● **What to work on**:
Below are some records; transcribe the lines from the one containing "Does any skylight" up to and including the one containing "[[200, 0, 261, 26]]", changing nothing.

## Begin

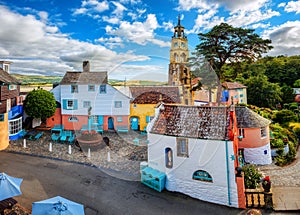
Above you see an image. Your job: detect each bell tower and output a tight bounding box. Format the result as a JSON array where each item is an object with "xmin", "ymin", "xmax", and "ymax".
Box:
[{"xmin": 168, "ymin": 15, "xmax": 192, "ymax": 105}]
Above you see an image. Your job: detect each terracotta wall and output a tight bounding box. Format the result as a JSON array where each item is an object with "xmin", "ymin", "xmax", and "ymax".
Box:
[
  {"xmin": 61, "ymin": 115, "xmax": 88, "ymax": 130},
  {"xmin": 239, "ymin": 127, "xmax": 270, "ymax": 148},
  {"xmin": 0, "ymin": 113, "xmax": 9, "ymax": 150},
  {"xmin": 46, "ymin": 108, "xmax": 61, "ymax": 128}
]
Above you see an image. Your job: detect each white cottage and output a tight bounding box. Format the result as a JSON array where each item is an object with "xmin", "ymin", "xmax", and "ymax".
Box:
[
  {"xmin": 142, "ymin": 104, "xmax": 245, "ymax": 208},
  {"xmin": 48, "ymin": 61, "xmax": 130, "ymax": 130}
]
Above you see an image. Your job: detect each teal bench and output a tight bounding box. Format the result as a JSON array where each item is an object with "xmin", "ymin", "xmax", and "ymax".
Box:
[{"xmin": 29, "ymin": 132, "xmax": 44, "ymax": 140}]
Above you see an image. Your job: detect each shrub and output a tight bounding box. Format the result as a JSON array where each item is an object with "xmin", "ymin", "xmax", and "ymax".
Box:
[
  {"xmin": 243, "ymin": 165, "xmax": 262, "ymax": 189},
  {"xmin": 273, "ymin": 110, "xmax": 297, "ymax": 125}
]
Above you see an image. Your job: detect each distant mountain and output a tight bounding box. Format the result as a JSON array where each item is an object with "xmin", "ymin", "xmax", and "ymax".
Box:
[
  {"xmin": 11, "ymin": 74, "xmax": 63, "ymax": 85},
  {"xmin": 11, "ymin": 74, "xmax": 167, "ymax": 86}
]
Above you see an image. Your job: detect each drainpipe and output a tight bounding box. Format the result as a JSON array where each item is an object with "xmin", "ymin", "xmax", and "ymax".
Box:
[{"xmin": 225, "ymin": 140, "xmax": 231, "ymax": 205}]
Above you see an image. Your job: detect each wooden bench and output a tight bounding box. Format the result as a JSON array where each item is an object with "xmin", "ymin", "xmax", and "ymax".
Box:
[{"xmin": 29, "ymin": 132, "xmax": 44, "ymax": 140}]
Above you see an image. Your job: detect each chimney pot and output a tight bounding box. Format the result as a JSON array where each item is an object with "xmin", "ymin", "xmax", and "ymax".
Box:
[{"xmin": 82, "ymin": 60, "xmax": 90, "ymax": 72}]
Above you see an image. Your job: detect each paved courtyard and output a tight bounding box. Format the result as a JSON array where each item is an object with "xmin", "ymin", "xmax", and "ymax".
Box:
[{"xmin": 6, "ymin": 131, "xmax": 300, "ymax": 211}]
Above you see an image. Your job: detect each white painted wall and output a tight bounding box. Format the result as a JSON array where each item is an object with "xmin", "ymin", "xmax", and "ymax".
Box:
[
  {"xmin": 61, "ymin": 84, "xmax": 130, "ymax": 115},
  {"xmin": 50, "ymin": 85, "xmax": 61, "ymax": 103},
  {"xmin": 148, "ymin": 133, "xmax": 238, "ymax": 207},
  {"xmin": 244, "ymin": 143, "xmax": 272, "ymax": 165}
]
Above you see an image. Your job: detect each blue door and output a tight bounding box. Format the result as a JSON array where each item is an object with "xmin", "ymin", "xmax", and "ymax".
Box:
[
  {"xmin": 130, "ymin": 117, "xmax": 139, "ymax": 131},
  {"xmin": 108, "ymin": 117, "xmax": 114, "ymax": 130}
]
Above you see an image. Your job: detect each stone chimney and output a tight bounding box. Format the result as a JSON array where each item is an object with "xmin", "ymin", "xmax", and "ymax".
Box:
[
  {"xmin": 0, "ymin": 60, "xmax": 12, "ymax": 73},
  {"xmin": 82, "ymin": 60, "xmax": 90, "ymax": 72}
]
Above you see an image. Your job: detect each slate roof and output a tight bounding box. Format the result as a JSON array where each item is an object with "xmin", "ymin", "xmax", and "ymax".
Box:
[
  {"xmin": 0, "ymin": 68, "xmax": 21, "ymax": 84},
  {"xmin": 150, "ymin": 105, "xmax": 229, "ymax": 140},
  {"xmin": 60, "ymin": 72, "xmax": 107, "ymax": 85},
  {"xmin": 129, "ymin": 86, "xmax": 181, "ymax": 104},
  {"xmin": 235, "ymin": 107, "xmax": 271, "ymax": 128},
  {"xmin": 222, "ymin": 82, "xmax": 247, "ymax": 90},
  {"xmin": 150, "ymin": 104, "xmax": 270, "ymax": 140}
]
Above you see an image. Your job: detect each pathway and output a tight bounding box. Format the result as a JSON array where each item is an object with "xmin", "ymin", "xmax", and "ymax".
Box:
[{"xmin": 259, "ymin": 147, "xmax": 300, "ymax": 211}]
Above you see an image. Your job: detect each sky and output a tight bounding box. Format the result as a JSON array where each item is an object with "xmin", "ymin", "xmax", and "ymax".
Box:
[{"xmin": 0, "ymin": 0, "xmax": 300, "ymax": 81}]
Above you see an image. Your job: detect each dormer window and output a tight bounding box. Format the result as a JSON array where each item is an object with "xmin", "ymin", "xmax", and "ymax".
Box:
[
  {"xmin": 260, "ymin": 127, "xmax": 267, "ymax": 138},
  {"xmin": 71, "ymin": 85, "xmax": 78, "ymax": 93},
  {"xmin": 100, "ymin": 84, "xmax": 106, "ymax": 94}
]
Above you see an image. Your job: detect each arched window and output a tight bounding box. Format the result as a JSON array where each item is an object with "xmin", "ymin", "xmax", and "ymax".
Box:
[
  {"xmin": 165, "ymin": 148, "xmax": 173, "ymax": 168},
  {"xmin": 68, "ymin": 116, "xmax": 78, "ymax": 122},
  {"xmin": 174, "ymin": 53, "xmax": 178, "ymax": 62},
  {"xmin": 193, "ymin": 170, "xmax": 213, "ymax": 183},
  {"xmin": 180, "ymin": 53, "xmax": 186, "ymax": 62}
]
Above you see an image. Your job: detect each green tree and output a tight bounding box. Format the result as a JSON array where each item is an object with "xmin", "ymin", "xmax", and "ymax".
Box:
[
  {"xmin": 243, "ymin": 164, "xmax": 262, "ymax": 189},
  {"xmin": 294, "ymin": 79, "xmax": 300, "ymax": 88},
  {"xmin": 281, "ymin": 84, "xmax": 296, "ymax": 104},
  {"xmin": 245, "ymin": 74, "xmax": 282, "ymax": 108},
  {"xmin": 193, "ymin": 23, "xmax": 273, "ymax": 102},
  {"xmin": 273, "ymin": 109, "xmax": 297, "ymax": 125},
  {"xmin": 23, "ymin": 88, "xmax": 56, "ymax": 122}
]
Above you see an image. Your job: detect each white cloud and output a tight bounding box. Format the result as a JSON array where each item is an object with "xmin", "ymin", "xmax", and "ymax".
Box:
[
  {"xmin": 38, "ymin": 11, "xmax": 48, "ymax": 22},
  {"xmin": 162, "ymin": 21, "xmax": 174, "ymax": 31},
  {"xmin": 73, "ymin": 0, "xmax": 109, "ymax": 17},
  {"xmin": 102, "ymin": 16, "xmax": 120, "ymax": 25},
  {"xmin": 186, "ymin": 0, "xmax": 280, "ymax": 33},
  {"xmin": 263, "ymin": 21, "xmax": 300, "ymax": 56},
  {"xmin": 284, "ymin": 0, "xmax": 300, "ymax": 14},
  {"xmin": 105, "ymin": 14, "xmax": 166, "ymax": 46},
  {"xmin": 226, "ymin": 9, "xmax": 280, "ymax": 27},
  {"xmin": 178, "ymin": 0, "xmax": 211, "ymax": 11},
  {"xmin": 0, "ymin": 6, "xmax": 149, "ymax": 78},
  {"xmin": 112, "ymin": 1, "xmax": 127, "ymax": 16},
  {"xmin": 96, "ymin": 37, "xmax": 124, "ymax": 49}
]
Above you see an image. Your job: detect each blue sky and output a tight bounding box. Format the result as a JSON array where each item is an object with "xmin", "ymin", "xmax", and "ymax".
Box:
[{"xmin": 0, "ymin": 0, "xmax": 300, "ymax": 81}]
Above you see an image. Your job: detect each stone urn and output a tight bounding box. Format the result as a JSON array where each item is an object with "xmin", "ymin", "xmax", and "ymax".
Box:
[{"xmin": 76, "ymin": 130, "xmax": 105, "ymax": 152}]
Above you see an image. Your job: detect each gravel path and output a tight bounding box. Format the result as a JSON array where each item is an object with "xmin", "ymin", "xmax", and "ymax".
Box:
[
  {"xmin": 5, "ymin": 131, "xmax": 147, "ymax": 181},
  {"xmin": 259, "ymin": 147, "xmax": 300, "ymax": 187}
]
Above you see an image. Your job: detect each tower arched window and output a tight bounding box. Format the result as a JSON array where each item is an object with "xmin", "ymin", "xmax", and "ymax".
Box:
[
  {"xmin": 174, "ymin": 53, "xmax": 178, "ymax": 62},
  {"xmin": 180, "ymin": 53, "xmax": 186, "ymax": 63}
]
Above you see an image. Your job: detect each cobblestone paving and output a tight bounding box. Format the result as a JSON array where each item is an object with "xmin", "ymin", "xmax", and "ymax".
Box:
[
  {"xmin": 6, "ymin": 131, "xmax": 147, "ymax": 181},
  {"xmin": 259, "ymin": 148, "xmax": 300, "ymax": 187}
]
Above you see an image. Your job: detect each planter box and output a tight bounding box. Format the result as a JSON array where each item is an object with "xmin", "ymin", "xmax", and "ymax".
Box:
[{"xmin": 271, "ymin": 144, "xmax": 290, "ymax": 157}]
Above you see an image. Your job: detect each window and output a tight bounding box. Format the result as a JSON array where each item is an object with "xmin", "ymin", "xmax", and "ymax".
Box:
[
  {"xmin": 165, "ymin": 148, "xmax": 173, "ymax": 168},
  {"xmin": 117, "ymin": 116, "xmax": 123, "ymax": 122},
  {"xmin": 239, "ymin": 128, "xmax": 245, "ymax": 138},
  {"xmin": 8, "ymin": 84, "xmax": 17, "ymax": 90},
  {"xmin": 67, "ymin": 100, "xmax": 74, "ymax": 109},
  {"xmin": 193, "ymin": 170, "xmax": 213, "ymax": 183},
  {"xmin": 176, "ymin": 138, "xmax": 189, "ymax": 157},
  {"xmin": 100, "ymin": 84, "xmax": 106, "ymax": 94},
  {"xmin": 83, "ymin": 101, "xmax": 91, "ymax": 108},
  {"xmin": 8, "ymin": 117, "xmax": 22, "ymax": 136},
  {"xmin": 71, "ymin": 85, "xmax": 78, "ymax": 93},
  {"xmin": 63, "ymin": 99, "xmax": 78, "ymax": 110},
  {"xmin": 115, "ymin": 101, "xmax": 122, "ymax": 108},
  {"xmin": 68, "ymin": 116, "xmax": 78, "ymax": 122},
  {"xmin": 260, "ymin": 128, "xmax": 267, "ymax": 138},
  {"xmin": 0, "ymin": 113, "xmax": 4, "ymax": 122},
  {"xmin": 88, "ymin": 85, "xmax": 95, "ymax": 91},
  {"xmin": 92, "ymin": 115, "xmax": 99, "ymax": 124}
]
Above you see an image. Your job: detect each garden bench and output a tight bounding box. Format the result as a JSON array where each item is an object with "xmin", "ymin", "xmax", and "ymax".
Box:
[
  {"xmin": 51, "ymin": 133, "xmax": 60, "ymax": 142},
  {"xmin": 29, "ymin": 132, "xmax": 44, "ymax": 140}
]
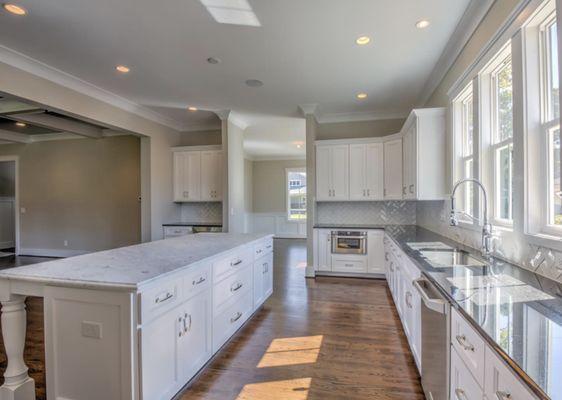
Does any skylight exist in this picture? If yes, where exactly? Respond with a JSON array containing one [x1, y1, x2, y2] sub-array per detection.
[[200, 0, 261, 26]]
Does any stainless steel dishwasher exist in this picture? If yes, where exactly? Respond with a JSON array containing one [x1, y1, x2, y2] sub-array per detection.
[[414, 278, 451, 400]]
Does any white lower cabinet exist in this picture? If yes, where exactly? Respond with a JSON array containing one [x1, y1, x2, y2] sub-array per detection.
[[449, 346, 482, 400], [141, 290, 212, 399]]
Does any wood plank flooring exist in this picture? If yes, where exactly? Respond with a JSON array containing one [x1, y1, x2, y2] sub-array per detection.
[[0, 239, 424, 400]]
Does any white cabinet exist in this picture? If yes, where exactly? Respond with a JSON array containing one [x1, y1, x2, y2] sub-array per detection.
[[316, 145, 349, 201], [349, 143, 384, 200], [141, 290, 212, 399], [367, 230, 386, 274], [384, 139, 402, 200], [173, 147, 222, 202], [401, 108, 447, 200], [314, 229, 332, 271]]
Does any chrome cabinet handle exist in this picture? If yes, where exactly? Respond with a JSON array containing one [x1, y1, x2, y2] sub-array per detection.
[[456, 335, 474, 352], [193, 277, 206, 286], [230, 311, 242, 324], [496, 390, 513, 400], [154, 292, 174, 304], [455, 389, 466, 400]]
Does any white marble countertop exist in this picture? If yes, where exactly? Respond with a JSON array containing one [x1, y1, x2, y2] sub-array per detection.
[[0, 233, 272, 290]]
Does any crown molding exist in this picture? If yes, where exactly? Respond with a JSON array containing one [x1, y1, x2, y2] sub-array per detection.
[[417, 0, 495, 107], [0, 45, 185, 131], [316, 111, 409, 124]]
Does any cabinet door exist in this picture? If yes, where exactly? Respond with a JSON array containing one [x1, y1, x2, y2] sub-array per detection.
[[349, 144, 368, 200], [141, 308, 183, 400], [201, 151, 222, 201], [179, 290, 212, 380], [317, 230, 332, 271], [330, 145, 349, 200], [316, 146, 332, 201], [384, 139, 402, 200], [367, 231, 386, 274], [364, 143, 384, 200]]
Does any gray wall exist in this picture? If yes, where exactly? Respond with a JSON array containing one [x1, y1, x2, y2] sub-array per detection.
[[0, 161, 16, 197], [316, 119, 405, 140], [0, 136, 141, 251], [253, 160, 304, 213]]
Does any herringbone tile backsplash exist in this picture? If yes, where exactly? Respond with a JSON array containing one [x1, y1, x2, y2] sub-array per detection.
[[316, 201, 416, 225]]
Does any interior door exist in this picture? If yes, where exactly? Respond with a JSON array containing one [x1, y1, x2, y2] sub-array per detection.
[[330, 145, 349, 200], [316, 146, 332, 201], [366, 143, 384, 200], [384, 139, 403, 200], [349, 144, 368, 200]]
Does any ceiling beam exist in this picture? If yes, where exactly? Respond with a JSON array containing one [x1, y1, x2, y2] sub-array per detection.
[[6, 113, 103, 139], [0, 129, 33, 143]]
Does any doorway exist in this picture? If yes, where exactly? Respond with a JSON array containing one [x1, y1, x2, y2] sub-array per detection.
[[0, 157, 19, 257]]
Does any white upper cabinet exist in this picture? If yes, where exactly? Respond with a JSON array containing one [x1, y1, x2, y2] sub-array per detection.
[[349, 143, 384, 200], [316, 144, 349, 201], [384, 139, 403, 200], [402, 108, 447, 200], [173, 148, 222, 202]]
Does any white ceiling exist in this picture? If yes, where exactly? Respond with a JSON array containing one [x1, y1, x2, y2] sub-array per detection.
[[0, 0, 469, 155]]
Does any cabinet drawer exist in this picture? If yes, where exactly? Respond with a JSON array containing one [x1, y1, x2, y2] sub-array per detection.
[[449, 347, 484, 400], [183, 264, 211, 299], [254, 239, 273, 260], [139, 278, 182, 324], [213, 247, 254, 283], [451, 309, 486, 387], [213, 265, 252, 315], [164, 226, 193, 238], [213, 291, 252, 352], [484, 347, 536, 400], [332, 255, 367, 273]]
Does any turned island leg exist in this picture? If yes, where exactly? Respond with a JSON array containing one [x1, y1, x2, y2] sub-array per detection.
[[0, 295, 35, 400]]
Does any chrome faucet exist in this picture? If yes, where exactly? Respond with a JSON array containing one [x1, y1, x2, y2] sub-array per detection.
[[450, 178, 493, 257]]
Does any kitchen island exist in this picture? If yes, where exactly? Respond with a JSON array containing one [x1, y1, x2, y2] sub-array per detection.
[[0, 233, 273, 400]]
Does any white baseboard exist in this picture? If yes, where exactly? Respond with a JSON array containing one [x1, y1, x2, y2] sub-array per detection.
[[19, 247, 91, 258]]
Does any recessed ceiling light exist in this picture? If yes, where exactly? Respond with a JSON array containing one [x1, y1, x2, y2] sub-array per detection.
[[115, 65, 131, 74], [2, 3, 27, 15], [355, 36, 371, 46], [246, 79, 263, 87], [416, 19, 431, 29]]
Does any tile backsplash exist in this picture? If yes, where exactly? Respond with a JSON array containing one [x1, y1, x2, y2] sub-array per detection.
[[316, 201, 416, 225], [181, 202, 222, 223], [416, 201, 562, 282]]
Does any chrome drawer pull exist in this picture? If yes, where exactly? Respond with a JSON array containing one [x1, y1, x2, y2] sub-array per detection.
[[496, 390, 513, 400], [193, 277, 206, 286], [230, 311, 242, 324], [456, 335, 474, 352], [154, 292, 174, 304]]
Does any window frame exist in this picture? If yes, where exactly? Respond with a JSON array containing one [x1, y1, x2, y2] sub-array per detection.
[[285, 167, 308, 223]]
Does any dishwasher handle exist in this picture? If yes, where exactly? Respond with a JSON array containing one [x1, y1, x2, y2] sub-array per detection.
[[413, 278, 447, 314]]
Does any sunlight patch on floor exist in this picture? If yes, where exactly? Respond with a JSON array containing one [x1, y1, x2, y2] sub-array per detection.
[[236, 378, 312, 400], [258, 335, 324, 368]]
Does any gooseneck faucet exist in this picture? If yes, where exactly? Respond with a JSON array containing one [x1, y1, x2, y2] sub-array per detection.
[[450, 178, 493, 257]]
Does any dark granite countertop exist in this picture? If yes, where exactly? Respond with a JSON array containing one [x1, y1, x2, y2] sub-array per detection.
[[162, 222, 222, 227], [385, 225, 562, 400]]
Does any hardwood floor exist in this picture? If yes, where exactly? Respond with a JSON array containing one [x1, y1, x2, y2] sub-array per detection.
[[0, 239, 424, 400], [177, 239, 424, 400]]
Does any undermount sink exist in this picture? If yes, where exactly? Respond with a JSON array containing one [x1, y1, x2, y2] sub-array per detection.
[[420, 249, 486, 268]]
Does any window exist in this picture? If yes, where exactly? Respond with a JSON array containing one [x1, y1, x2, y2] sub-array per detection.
[[287, 168, 306, 221]]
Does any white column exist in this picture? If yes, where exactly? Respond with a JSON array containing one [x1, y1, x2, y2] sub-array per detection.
[[0, 296, 35, 400]]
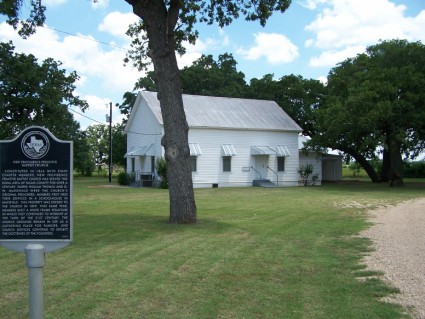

## End

● **Task output**:
Does any skylight exist in this picture? If yes, where exactly? Respond with a JSON array containing one [x1, y1, x2, y2] sub-array per detection.
[[200, 0, 261, 26]]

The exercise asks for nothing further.